++++ Provided text ++++
I would expect that most Americans who would find the "ahnt" pronunciation to be pretentious are limiting that criticism to other Americans, and in particular, people of their region who used to use the "ant" pronunciation but changed to the pronunciation "ahnt." The following cite shows what might have led to this situation:

From the article  "*aunt* ANT (like _ant_)" in _The Big Book of Beastly Mispronunciations: The Complete Opinionated Guide_ by Charles Harrington Elster[1]:



> "The usual vowel of AUNT in the United States is the (a) of _rant,_" says _Random House II_ (1987), "except in New England and eastern Virginia," where AHNT prevails. "Elsewhere, the 'broader' _a_ is chiefly an educated pronunciation, fostered by schools with only partial success ... and is sometimes regarded as an affectation."



That entry, which I found by doing a search of Google Books for 

pretentious aunt ant

has more interesting information about the "ant" versus "ahnt," including Bergen Evans's take on it and sociolinguistic speculation for why it is more common among African-Americans than white Americans and more common in New England than in other parts of the United States.


[1] As I have noted elsewhere in this forum, I often disagree with Elster, but I have no reason to believe he does not accurately quote his sources.


----------



## alphazip

In Michigan, there's a Black/White divide: Blacks say "awnt", Whites say "ant". In Ontario, it's also just "ant" for Whites, and I'm not sure of the Black pronunciation. (Many Blacks in Canada have Caribbean origins.) 

I've noticed a few other terms (as opposed to pronunciations) that differ from White to Black, at least in Michigan:

White: "Where do you live?"
Black: "Where do you stay?"

White: "Plug in the TV."
Black: "Plug up the TV."

A person crossing the Detroit River from Michigan to Ontario will encounter some immediate differences in pronunciation, and a small number of different terms:

Michigan: foyer
Ontario: foy-yay 

Michigan: vase (rhymes with face)
Ontario: vaahz

Michigan: bathroom
Ontario: washroom 

Both Michiganders and Canadians use the term "pop" for what is called "soda" in other places.


----------



## jiamajia

I always hear native speakers, especially North Americans pronounce 'ant' and 'aunt' with no difference.

Am I wrong?


----------



## pops91710

It just depends on where you are from, and who raised you. I hear it both ways. Most commonly I hear it as ant, with no difference.


----------



## entangledbank

They are the same in North American and northern British accents. In southern England 'aunt' is in the group of /an/ + consonant words that shifted to back [ɑ:] - can't, plant, dance, chance, branch, command, demand, answer etc. For some reason 'ant' didn't undergo this change. So for me _aunt_ is pronounced the same as _aren't_.
++++ Given material ++++
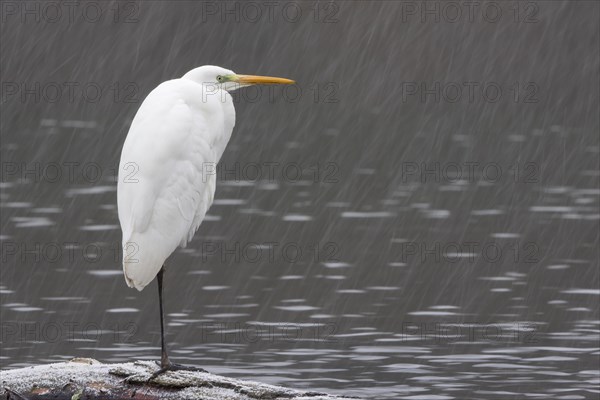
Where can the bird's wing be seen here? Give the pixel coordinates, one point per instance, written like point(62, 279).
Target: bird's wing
point(165, 182)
++++
_Directives_
(a) In the thread on pronouncing "aunt," where does Random House II say the AHNT pronunciation prevails?
(b) Quote the thread on pronouncing "aunt" word for word, everything from "It just depends" down to "same as _aren't_.".
(c) Decide whether each statement agrees with the thread on pronouncing "aunt": (i) In Michigan, White speakers say "ant." (ii) Michiganders and Canadians both use the term "soda." (iii) In southern England, "ant" shifted to the back vowel along with "aunt."

_Results for the exercise_
(a) In New England and eastern Virginia.

(b)
It just depends on where you are from, and who raised you. I hear it both ways. Most commonly I hear it as ant, with no difference.


----------



## entangledbank

They are the same in North American and northern British accents. In southern England 'aunt' is in the group of /an/ + consonant words that shifted to back [ɑ:] - can't, plant, dance, chance, branch, command, demand, answer etc. For some reason 'ant' didn't undergo this change. So for me _aunt_ is pronounced the same as _aren't_.

(c)
(i) Yes: "In Michigan, there's a Black/White divide: Blacks say "awnt", Whites say "ant"."
(ii) No: "Both Michiganders and Canadians use the term "pop" for what is called "soda" in other places."
(iii) No: "For some reason 'ant' didn't undergo this change."